[Data listing]
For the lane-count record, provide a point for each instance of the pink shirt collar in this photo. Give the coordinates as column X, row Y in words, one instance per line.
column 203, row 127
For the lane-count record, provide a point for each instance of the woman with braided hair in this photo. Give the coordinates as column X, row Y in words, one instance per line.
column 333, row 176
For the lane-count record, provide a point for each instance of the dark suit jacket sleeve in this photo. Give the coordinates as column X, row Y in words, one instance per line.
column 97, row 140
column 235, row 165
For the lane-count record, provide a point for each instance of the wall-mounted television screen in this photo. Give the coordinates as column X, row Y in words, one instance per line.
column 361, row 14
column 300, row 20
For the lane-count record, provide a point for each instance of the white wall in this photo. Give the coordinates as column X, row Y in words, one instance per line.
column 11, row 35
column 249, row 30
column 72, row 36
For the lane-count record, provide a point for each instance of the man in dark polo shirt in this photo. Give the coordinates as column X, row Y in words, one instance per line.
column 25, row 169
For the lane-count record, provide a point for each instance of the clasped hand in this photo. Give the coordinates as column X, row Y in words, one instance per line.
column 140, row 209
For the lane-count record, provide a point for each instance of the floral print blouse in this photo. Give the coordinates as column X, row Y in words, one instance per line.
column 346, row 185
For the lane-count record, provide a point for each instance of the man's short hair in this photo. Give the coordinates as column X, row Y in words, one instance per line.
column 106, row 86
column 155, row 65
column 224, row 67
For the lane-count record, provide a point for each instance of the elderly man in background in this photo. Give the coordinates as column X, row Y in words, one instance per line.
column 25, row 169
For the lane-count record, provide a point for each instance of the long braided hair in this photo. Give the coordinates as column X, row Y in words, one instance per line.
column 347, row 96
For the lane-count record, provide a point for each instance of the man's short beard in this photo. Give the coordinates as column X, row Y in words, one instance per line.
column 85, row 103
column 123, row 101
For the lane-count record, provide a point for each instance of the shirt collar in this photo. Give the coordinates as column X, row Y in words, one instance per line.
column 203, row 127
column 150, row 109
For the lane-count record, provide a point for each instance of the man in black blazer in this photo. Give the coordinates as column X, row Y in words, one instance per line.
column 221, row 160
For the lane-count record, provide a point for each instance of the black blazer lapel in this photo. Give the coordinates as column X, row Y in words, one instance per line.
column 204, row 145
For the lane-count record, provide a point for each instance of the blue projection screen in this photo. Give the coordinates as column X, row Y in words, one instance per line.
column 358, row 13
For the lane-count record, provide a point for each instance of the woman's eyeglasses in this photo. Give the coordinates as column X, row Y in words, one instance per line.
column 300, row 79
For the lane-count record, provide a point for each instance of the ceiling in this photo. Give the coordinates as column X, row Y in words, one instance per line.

■ **Problem**
Reproduce every item above word for word, without changing a character.

■ **Reply**
For the lane-count record, provide a point for each instance of the pink shirt collar in this photo. Give the coordinates as column X, row Y in words, one instance per line.
column 203, row 127
For the lane-count record, provide a point for each instance of the woman with braided hair in this photo. Give the coordinates as column X, row Y in words, one instance per line.
column 333, row 176
For the lane-count record, provide a point for each instance of the dark suit jacket sleeve in this photo. Give the coordinates as column X, row Y in words, one instance per line.
column 97, row 140
column 235, row 165
For the lane-count record, provide a point for each instance of the wall-mounted television screen in this photo. Give the coordinates as column X, row Y in words, one instance per line.
column 361, row 14
column 300, row 20
For the lane-count record, provide a point for each instance of the white wall in this photo. Give the coordinates as column X, row Y in words, one instance per line.
column 11, row 35
column 249, row 30
column 72, row 36
For the lane-count record, provide a point for each instance of the man in dark polo shirt in this photo. Give the coordinates as column X, row Y in words, one instance per line.
column 25, row 169
For the lane-count record, provide a point for each instance of the clasped hand in this photo. Give the coordinates as column X, row Y in words, one instance per line.
column 140, row 209
For the lane-count record, provide a point for each instance of the floral print blouse in this photo. Give the coordinates as column X, row Y in words, one instance per line.
column 346, row 185
For the lane-count record, provide a point for each instance of the man's short hair in this photo. Give the coordinates as column X, row Y in words, one instance per line.
column 106, row 86
column 155, row 65
column 224, row 67
For the lane-count record, provide a point for each instance of the elderly man in background in this photo. Give the coordinates as column X, row Y in words, one instance per line.
column 25, row 169
For the lane-count record, provide a point for each instance of the long braided hair in this photo. Give the coordinates as column X, row Y in words, one instance per line.
column 347, row 96
For the lane-count record, provide a point for each instance of the man's short beard in this photo. Give the coordinates as column X, row Y in words, one instance per line.
column 85, row 103
column 123, row 101
For the lane-count record, provide a point for each instance of the shirt collar in this photo. Give the coordinates as column X, row Y in words, one instance per line.
column 203, row 127
column 150, row 109
For the lane-count record, provide a point for each instance of the man in black blazer in this photo. Give the coordinates as column X, row Y in words, one instance per line.
column 221, row 160
For the lane-count record, provide a point for each instance of the black blazer lapel in this photo. Give the coordinates as column X, row Y in words, one instance per line.
column 204, row 145
For the lane-count record, provide a point for each instance of the blue projection screen in this photo. Give the coordinates as column X, row Y in words, one instance per line.
column 358, row 13
For the lane-count record, provide a point for each instance of the woman's eyeglasses in this photo. Give the coordinates as column X, row Y in words, one instance per line.
column 300, row 79
For the lane-count record, provide a point for each instance of the ceiling in this photo. Give the coordinates as column X, row Y in words, one instance per line.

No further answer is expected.